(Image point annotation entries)
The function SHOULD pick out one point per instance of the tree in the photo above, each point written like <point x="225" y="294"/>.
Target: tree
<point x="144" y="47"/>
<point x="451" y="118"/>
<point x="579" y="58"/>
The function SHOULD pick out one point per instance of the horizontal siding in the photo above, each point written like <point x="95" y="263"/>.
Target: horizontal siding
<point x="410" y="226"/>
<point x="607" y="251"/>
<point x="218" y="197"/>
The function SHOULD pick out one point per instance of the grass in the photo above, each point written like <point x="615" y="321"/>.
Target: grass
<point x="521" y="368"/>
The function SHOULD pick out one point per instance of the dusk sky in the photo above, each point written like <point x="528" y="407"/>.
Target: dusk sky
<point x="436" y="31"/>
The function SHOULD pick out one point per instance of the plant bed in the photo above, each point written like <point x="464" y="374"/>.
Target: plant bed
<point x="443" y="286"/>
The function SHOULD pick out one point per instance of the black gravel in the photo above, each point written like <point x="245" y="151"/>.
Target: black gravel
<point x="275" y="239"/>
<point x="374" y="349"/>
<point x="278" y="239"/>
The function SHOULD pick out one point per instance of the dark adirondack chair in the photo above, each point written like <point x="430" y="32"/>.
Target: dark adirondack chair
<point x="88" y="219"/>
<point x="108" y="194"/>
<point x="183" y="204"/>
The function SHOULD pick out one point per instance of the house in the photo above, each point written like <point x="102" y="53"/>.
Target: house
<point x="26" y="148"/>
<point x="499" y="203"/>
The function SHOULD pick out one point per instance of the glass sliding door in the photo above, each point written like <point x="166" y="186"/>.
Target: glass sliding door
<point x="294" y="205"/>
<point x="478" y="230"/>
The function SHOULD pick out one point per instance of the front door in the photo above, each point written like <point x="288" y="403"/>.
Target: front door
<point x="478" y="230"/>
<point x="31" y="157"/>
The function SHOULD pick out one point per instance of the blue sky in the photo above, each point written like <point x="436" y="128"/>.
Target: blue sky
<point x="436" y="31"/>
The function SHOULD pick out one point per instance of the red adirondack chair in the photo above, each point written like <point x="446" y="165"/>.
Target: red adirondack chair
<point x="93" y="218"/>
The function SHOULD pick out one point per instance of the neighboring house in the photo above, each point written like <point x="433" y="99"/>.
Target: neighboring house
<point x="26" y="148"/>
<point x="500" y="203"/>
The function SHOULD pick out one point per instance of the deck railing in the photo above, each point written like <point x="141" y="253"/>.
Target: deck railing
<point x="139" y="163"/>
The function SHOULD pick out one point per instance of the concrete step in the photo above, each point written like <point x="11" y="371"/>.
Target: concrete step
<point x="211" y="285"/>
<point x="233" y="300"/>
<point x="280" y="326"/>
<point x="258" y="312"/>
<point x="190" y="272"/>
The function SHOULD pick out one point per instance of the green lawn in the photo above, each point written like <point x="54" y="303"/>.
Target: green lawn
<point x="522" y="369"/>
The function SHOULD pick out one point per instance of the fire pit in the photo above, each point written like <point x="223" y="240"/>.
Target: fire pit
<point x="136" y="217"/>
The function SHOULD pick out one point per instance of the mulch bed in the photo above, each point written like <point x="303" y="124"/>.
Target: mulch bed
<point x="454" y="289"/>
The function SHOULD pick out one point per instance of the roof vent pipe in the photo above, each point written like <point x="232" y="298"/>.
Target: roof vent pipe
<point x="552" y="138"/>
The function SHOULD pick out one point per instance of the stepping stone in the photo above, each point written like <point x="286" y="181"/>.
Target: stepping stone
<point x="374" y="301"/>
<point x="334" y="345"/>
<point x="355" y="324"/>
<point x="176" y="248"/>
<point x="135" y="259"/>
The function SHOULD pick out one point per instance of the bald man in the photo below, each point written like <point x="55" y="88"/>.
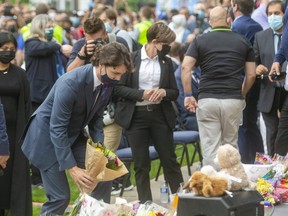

### REQUEST
Copy out the lines of the items above verbatim, beginning with the line containing "of the neighboring" and continuing through the end of the items. Leave the pictures out of your answer.

### WRITTEN ANSWER
The function SHOULD pick out one point per instance of the neighboring house in the photo above, each point written like <point x="433" y="99"/>.
Target: neighboring house
<point x="26" y="148"/>
<point x="500" y="203"/>
The function SHOULD pick out one point per instance of the deck railing in the photo above, each point written like <point x="141" y="253"/>.
Target: deck railing
<point x="139" y="163"/>
The function SHOULD pick out one point per instance of the concrete step in the photo above, each point written like <point x="11" y="371"/>.
Target: concrete step
<point x="211" y="285"/>
<point x="233" y="300"/>
<point x="280" y="326"/>
<point x="258" y="312"/>
<point x="190" y="272"/>
The function SHOULD pick out one point per instance of the green lawn in the photo above, each point written like <point x="54" y="303"/>.
Target: green lawn
<point x="522" y="369"/>
The function SHOULD pick out one point per instance of the fire pit in the photo above, each point written like <point x="223" y="240"/>.
Target: fire pit
<point x="136" y="217"/>
The function SHOULD pick out one point per instance of the mulch bed in the photo above, each point written like <point x="303" y="124"/>.
Target: mulch bed
<point x="454" y="289"/>
The function SHOULD pick out one point per instance of the roof vent pipe in the photo above, each point written like <point x="232" y="298"/>.
Target: roof vent pipe
<point x="552" y="138"/>
The function SHOULD pick out one point per instance of the stepping stone in the photo above, each point written like <point x="286" y="181"/>.
Target: stepping stone
<point x="374" y="301"/>
<point x="334" y="345"/>
<point x="355" y="324"/>
<point x="176" y="248"/>
<point x="135" y="259"/>
The function SHOULD pick out one point per instance of the bald man in the photo below, each point written like <point x="55" y="88"/>.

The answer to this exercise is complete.